START SOURCE INFORMATION

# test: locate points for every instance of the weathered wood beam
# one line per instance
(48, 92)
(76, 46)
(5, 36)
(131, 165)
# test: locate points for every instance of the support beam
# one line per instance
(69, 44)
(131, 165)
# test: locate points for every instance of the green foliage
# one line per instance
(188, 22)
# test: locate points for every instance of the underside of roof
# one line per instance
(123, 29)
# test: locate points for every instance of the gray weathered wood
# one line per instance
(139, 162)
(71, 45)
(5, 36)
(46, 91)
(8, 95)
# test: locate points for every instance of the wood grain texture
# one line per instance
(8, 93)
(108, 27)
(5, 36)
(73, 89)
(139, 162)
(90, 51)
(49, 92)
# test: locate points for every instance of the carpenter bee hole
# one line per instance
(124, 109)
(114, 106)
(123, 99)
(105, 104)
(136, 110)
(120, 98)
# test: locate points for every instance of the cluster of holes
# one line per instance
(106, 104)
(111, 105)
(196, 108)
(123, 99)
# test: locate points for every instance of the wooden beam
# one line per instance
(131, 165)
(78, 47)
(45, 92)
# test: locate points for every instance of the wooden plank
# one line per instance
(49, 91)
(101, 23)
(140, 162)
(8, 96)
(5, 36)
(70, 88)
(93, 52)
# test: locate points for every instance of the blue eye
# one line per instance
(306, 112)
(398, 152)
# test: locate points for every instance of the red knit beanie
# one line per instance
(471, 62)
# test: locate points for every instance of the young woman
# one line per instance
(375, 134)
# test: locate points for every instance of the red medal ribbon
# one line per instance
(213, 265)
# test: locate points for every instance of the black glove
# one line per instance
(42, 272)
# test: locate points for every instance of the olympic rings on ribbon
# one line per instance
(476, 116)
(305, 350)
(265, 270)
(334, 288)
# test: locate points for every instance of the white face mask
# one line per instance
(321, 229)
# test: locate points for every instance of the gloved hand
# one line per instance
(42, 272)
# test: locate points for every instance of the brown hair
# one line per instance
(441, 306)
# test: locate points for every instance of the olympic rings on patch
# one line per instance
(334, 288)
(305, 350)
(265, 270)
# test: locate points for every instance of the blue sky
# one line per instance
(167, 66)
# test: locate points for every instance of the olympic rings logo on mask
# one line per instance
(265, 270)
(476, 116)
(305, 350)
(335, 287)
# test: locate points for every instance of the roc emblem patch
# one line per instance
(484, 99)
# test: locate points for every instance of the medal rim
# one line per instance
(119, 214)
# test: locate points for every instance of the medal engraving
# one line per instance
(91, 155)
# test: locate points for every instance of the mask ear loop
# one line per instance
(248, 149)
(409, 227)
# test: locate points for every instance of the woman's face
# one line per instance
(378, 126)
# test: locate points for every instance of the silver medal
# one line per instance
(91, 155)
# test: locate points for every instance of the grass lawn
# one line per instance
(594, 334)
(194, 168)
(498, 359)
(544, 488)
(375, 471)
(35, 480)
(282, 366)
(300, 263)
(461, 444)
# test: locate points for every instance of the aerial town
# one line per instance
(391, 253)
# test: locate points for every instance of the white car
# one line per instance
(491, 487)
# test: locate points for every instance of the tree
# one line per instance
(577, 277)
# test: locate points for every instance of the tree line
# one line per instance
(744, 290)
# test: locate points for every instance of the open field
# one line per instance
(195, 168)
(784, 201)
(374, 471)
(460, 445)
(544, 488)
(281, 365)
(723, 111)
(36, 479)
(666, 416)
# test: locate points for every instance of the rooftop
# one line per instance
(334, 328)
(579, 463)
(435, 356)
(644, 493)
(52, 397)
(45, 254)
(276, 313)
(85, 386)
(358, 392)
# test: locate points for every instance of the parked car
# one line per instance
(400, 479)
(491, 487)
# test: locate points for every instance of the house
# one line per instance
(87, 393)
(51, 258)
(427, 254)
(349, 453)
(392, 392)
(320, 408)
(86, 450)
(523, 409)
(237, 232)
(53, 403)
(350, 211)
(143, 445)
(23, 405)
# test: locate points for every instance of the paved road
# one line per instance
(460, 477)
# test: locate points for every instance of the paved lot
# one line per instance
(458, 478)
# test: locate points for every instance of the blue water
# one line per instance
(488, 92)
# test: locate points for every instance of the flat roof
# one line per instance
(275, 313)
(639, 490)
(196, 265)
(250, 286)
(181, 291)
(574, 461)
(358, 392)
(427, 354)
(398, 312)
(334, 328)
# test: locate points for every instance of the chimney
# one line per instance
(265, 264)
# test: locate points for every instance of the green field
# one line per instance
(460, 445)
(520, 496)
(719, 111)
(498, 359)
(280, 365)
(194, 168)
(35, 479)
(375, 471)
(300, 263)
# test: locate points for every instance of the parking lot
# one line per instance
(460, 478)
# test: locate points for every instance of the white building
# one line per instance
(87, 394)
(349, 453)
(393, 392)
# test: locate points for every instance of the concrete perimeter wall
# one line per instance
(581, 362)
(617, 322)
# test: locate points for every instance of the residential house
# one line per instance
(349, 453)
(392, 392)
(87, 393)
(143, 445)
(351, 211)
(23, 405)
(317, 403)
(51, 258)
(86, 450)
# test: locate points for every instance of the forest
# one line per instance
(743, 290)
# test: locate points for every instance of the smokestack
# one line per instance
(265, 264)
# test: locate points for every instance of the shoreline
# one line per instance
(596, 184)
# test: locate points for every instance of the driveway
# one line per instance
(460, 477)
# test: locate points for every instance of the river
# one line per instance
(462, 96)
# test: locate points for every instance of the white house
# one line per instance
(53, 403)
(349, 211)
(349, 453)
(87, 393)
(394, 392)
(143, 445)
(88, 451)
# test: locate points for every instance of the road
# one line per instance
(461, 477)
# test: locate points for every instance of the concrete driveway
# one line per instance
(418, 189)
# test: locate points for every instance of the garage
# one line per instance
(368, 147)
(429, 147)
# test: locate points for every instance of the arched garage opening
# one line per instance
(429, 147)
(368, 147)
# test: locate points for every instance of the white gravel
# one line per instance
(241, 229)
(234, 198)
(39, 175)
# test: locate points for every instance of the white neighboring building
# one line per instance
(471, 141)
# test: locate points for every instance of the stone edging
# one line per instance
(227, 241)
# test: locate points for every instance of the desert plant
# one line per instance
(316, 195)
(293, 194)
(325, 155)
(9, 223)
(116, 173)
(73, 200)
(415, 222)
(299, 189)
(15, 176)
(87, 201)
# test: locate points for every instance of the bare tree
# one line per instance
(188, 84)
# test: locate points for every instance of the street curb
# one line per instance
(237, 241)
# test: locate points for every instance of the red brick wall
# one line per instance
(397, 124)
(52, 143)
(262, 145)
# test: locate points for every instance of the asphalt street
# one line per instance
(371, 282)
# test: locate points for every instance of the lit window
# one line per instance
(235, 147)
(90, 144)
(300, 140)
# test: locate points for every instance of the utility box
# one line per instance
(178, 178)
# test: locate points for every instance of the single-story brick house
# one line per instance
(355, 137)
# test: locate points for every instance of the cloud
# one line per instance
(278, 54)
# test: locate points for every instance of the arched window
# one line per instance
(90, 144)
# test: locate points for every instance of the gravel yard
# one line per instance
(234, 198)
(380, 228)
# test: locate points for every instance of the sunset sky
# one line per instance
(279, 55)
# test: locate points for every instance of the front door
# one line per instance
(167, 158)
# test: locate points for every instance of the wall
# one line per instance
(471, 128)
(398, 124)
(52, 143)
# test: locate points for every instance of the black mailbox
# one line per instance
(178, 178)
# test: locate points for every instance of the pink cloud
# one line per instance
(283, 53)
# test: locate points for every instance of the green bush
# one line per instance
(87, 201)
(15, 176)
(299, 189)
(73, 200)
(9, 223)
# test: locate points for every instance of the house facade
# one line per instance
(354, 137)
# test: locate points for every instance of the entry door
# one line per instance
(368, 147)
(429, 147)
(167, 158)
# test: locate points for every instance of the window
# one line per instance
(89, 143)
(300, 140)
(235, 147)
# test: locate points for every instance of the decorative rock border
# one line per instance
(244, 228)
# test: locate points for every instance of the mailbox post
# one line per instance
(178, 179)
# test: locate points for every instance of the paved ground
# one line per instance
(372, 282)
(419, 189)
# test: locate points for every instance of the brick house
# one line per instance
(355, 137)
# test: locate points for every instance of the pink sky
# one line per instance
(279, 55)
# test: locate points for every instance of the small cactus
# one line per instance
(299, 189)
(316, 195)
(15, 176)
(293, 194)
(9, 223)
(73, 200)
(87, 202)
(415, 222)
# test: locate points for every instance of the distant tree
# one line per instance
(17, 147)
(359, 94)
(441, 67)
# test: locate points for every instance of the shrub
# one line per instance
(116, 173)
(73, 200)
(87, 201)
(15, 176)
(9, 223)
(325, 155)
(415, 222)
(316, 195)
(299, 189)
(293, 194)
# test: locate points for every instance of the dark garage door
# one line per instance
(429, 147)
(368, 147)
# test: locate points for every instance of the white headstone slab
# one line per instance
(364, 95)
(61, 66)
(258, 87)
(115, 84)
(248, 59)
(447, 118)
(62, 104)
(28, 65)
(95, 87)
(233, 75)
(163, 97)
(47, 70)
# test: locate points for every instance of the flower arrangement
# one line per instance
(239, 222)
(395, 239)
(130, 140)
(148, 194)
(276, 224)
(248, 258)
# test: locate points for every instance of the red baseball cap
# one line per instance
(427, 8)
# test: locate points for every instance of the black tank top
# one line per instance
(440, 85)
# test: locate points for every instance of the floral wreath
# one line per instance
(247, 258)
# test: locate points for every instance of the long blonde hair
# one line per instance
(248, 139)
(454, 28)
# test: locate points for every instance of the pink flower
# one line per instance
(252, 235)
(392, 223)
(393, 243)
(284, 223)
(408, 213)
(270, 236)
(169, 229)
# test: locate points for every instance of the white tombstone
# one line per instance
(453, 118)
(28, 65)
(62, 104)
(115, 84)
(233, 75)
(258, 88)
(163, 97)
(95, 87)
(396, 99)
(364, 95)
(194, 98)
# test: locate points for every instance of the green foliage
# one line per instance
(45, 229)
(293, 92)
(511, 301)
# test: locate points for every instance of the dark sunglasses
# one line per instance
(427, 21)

END SOURCE INFORMATION

■ WORK TO BE COMPLETED: Determine how many lines above have the string "rings" and output nothing besides the count.

■ REPLY: 3